**Your goal**
Report how many of the lines below contain the string "sleeve". Give only the number.

-- start Provided data --

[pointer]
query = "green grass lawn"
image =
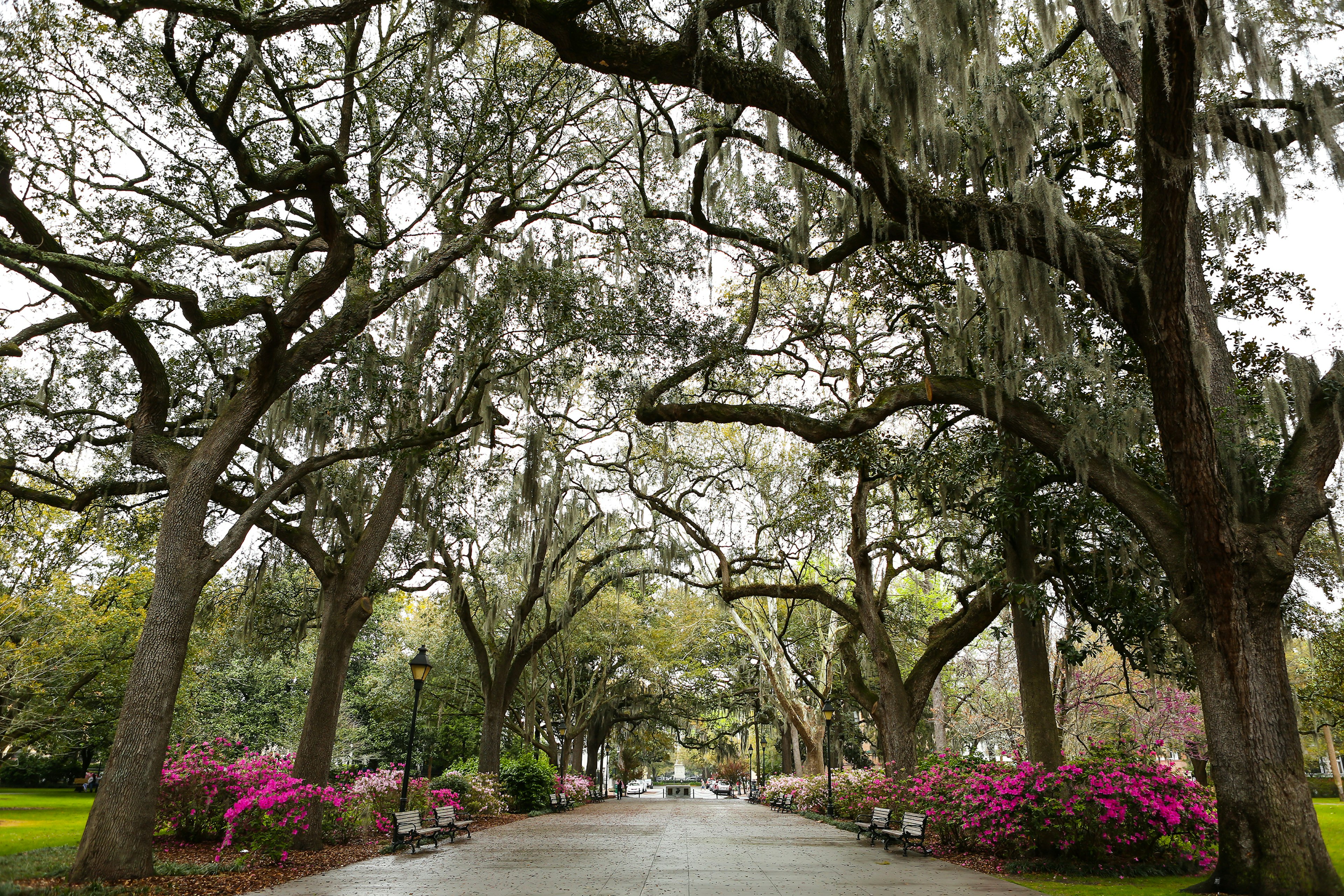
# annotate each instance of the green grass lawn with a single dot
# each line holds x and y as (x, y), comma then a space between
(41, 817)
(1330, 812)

-- end Provided data --
-- start Provided data --

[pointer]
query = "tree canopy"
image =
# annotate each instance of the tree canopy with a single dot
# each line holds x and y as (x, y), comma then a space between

-- end Provided data --
-- start Provided data --

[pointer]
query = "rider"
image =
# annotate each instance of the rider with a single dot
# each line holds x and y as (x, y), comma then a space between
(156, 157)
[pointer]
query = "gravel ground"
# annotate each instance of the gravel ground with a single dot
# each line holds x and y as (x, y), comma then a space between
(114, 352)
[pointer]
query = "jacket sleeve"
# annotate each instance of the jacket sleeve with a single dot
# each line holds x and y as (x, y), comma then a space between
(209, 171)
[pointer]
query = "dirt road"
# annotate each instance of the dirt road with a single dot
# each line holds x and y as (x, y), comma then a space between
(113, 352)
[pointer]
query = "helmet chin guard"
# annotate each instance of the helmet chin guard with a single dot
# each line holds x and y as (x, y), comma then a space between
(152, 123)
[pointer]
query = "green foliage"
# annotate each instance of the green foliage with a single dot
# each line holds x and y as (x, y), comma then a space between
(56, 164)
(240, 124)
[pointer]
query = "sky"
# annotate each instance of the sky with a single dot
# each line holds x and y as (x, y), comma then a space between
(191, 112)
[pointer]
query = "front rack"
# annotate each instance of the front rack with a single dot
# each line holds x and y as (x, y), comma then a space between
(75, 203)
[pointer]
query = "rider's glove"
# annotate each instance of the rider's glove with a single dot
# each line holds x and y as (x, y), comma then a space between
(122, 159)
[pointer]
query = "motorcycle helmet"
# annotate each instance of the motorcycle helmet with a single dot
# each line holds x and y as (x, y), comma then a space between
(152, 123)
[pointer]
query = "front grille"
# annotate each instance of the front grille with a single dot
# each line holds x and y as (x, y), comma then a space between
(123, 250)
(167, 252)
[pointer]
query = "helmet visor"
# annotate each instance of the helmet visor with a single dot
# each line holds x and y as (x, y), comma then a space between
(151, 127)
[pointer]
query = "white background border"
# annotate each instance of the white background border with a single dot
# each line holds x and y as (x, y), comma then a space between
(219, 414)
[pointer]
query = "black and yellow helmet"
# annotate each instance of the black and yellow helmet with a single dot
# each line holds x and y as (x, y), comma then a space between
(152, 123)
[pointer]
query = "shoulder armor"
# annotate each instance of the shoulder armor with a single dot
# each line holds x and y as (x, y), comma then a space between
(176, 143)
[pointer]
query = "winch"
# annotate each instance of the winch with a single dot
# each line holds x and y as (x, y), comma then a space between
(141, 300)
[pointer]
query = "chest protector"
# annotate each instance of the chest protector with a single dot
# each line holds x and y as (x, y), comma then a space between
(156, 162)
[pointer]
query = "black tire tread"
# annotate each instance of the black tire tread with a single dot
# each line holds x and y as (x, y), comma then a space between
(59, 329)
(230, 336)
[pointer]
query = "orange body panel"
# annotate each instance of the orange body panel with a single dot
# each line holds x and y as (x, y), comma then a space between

-- end Provided data --

**Finished task**
2